Excerpts of location labeling data
>> BEGIN
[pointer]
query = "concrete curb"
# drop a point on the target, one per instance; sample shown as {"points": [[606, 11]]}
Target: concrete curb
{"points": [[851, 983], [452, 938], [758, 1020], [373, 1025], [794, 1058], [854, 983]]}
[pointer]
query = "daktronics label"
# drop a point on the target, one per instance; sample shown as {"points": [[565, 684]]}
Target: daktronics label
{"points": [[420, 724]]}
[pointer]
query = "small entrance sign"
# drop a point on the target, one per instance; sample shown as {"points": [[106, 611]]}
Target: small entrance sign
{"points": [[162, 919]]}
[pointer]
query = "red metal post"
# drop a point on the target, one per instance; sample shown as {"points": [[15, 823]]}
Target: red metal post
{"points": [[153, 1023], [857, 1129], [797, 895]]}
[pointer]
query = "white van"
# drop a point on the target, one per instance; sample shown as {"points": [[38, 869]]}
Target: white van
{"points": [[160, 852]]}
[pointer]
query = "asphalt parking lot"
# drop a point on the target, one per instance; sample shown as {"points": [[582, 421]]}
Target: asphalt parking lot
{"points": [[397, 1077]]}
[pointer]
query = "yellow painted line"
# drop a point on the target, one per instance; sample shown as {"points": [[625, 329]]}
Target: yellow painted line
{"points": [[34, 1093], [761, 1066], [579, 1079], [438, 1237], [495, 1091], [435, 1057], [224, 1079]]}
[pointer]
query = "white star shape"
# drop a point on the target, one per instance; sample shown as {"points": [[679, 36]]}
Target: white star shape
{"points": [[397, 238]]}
>> END
▸ **Exercise details**
Print all of the lines above exactly as they are.

▸ **Result of the exercise**
[pointer]
query = "concrete curb"
# drop a point on the target, one per instance; sample shown as {"points": [[606, 11]]}
Target: concrete curb
{"points": [[851, 983], [452, 938], [758, 1020], [373, 1025], [794, 1058], [854, 983]]}
[pointer]
query = "daktronics label"
# drop a point on the target, one per instance; sample shown as {"points": [[565, 684]]}
Target: daktronics label
{"points": [[420, 724]]}
[pointer]
query = "small entrance sign"
# drop a point on the target, one per instance; sample shown as {"points": [[106, 611]]}
Target: small entrance sign
{"points": [[162, 919]]}
[pointer]
query = "red metal post"
# drop a point on the target, one per instance; sample shown as {"points": [[15, 823]]}
Target: red metal post
{"points": [[153, 1023], [857, 1129], [797, 895]]}
[pointer]
query = "white van"
# drop a point on the target, one per instance; sample shown as {"points": [[38, 869]]}
Target: white van
{"points": [[160, 852]]}
[pointer]
query = "asphalt parking lot"
# drop a point on the target, one per instance; sample shown as {"points": [[582, 421]]}
Target: asphalt parking lot
{"points": [[397, 1077]]}
[pointer]
query = "yellow painted line"
# drop a point on the target, one per instance; sample shown as {"points": [[625, 329]]}
Target: yellow painted line
{"points": [[34, 1093], [761, 1066], [579, 1079], [438, 1237], [495, 1091], [435, 1057], [224, 1079]]}
[pointer]
query = "white star shape"
# drop a point on the target, one per instance; sample shown as {"points": [[679, 36]]}
Target: white star shape
{"points": [[397, 238]]}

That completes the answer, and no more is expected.